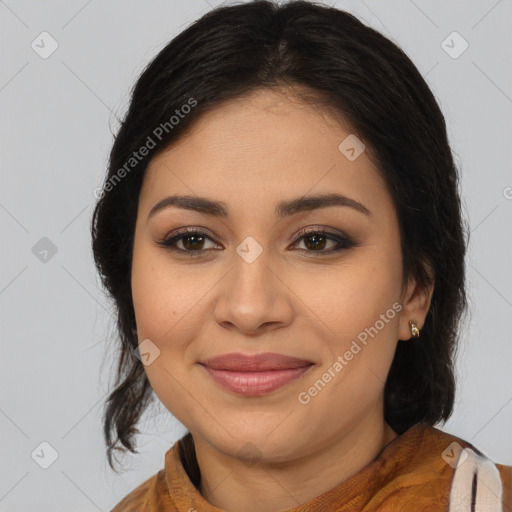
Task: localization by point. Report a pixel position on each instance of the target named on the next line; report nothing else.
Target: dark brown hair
(354, 72)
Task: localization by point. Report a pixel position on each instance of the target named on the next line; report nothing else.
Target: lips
(254, 362)
(253, 375)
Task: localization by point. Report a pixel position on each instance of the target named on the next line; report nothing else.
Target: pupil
(195, 238)
(317, 244)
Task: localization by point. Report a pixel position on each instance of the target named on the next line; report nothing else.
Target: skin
(252, 153)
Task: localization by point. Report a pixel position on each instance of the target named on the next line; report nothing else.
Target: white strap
(477, 479)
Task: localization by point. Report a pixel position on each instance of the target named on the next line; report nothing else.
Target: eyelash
(343, 242)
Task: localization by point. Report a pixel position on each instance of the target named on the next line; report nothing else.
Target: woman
(281, 232)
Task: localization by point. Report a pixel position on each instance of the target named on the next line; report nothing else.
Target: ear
(416, 303)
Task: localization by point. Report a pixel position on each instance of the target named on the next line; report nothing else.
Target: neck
(230, 484)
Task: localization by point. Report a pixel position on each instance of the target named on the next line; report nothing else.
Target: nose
(253, 297)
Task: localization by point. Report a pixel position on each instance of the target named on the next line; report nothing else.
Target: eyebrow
(283, 209)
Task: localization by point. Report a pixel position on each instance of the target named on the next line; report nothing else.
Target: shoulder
(478, 483)
(150, 496)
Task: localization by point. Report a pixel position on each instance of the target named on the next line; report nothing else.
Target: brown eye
(316, 241)
(192, 243)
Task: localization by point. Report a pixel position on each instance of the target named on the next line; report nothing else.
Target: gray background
(56, 123)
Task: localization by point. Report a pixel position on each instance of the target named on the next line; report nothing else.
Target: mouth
(254, 375)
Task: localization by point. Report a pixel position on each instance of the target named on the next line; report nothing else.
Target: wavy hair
(352, 71)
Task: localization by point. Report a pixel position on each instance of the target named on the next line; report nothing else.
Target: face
(321, 282)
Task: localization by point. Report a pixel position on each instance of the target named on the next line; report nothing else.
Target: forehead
(262, 148)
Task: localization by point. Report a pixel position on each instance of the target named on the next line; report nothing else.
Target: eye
(192, 242)
(315, 240)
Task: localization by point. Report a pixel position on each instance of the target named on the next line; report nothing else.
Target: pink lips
(253, 375)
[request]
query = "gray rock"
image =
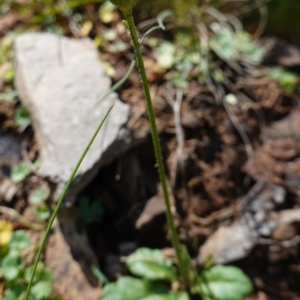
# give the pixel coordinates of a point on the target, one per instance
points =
(60, 81)
(227, 244)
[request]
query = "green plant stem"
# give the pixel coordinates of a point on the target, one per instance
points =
(55, 212)
(157, 148)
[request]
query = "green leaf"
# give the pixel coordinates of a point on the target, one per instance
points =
(224, 44)
(8, 96)
(151, 264)
(224, 283)
(251, 52)
(22, 117)
(286, 79)
(170, 296)
(106, 12)
(9, 295)
(19, 172)
(166, 54)
(19, 240)
(99, 275)
(11, 265)
(40, 194)
(42, 212)
(126, 288)
(41, 289)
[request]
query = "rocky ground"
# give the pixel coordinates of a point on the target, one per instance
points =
(233, 167)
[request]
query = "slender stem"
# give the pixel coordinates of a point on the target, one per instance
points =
(67, 186)
(157, 148)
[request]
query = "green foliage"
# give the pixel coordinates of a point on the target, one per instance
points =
(224, 283)
(90, 211)
(8, 96)
(155, 271)
(129, 288)
(287, 80)
(16, 274)
(40, 194)
(42, 211)
(230, 45)
(151, 264)
(19, 172)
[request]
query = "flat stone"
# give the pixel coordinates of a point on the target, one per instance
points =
(60, 81)
(227, 244)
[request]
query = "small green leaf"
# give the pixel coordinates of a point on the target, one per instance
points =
(8, 96)
(42, 212)
(9, 295)
(170, 296)
(19, 240)
(99, 275)
(286, 79)
(151, 264)
(126, 288)
(40, 194)
(106, 12)
(166, 54)
(224, 44)
(41, 289)
(224, 283)
(19, 172)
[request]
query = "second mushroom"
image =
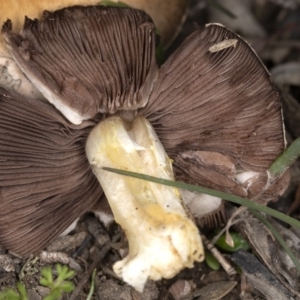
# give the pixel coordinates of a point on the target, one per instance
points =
(210, 116)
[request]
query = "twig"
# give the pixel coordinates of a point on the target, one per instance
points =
(93, 266)
(221, 259)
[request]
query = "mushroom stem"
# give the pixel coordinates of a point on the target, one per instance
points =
(162, 238)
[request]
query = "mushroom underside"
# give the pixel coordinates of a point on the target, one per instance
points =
(215, 113)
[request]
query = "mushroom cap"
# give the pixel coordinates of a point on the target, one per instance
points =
(167, 15)
(18, 9)
(87, 60)
(46, 180)
(216, 111)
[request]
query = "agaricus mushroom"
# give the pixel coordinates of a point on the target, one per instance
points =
(211, 107)
(167, 18)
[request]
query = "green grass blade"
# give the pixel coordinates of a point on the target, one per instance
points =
(193, 188)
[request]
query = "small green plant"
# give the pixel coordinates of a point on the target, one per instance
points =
(57, 286)
(10, 294)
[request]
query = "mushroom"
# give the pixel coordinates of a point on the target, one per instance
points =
(211, 110)
(167, 16)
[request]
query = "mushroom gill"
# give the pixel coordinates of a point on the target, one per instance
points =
(46, 182)
(211, 105)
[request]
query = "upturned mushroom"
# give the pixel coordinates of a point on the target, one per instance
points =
(167, 16)
(210, 113)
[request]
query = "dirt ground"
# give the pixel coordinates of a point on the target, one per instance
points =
(272, 29)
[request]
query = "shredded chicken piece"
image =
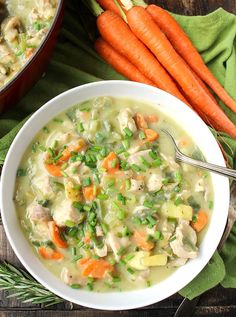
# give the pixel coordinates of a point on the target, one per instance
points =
(38, 213)
(126, 121)
(184, 246)
(154, 182)
(65, 211)
(10, 28)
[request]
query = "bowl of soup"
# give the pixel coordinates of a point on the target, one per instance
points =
(28, 33)
(95, 205)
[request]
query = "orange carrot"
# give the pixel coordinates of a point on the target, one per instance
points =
(140, 239)
(83, 261)
(186, 49)
(140, 121)
(96, 268)
(145, 28)
(121, 64)
(54, 170)
(56, 236)
(109, 161)
(66, 154)
(49, 253)
(111, 5)
(151, 118)
(90, 192)
(202, 220)
(151, 135)
(116, 32)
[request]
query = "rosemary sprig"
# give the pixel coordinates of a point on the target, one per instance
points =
__________
Task to complete: Within the records above, determine how many lines contain the word "plant". Respond with that number and no other text.

Output: 2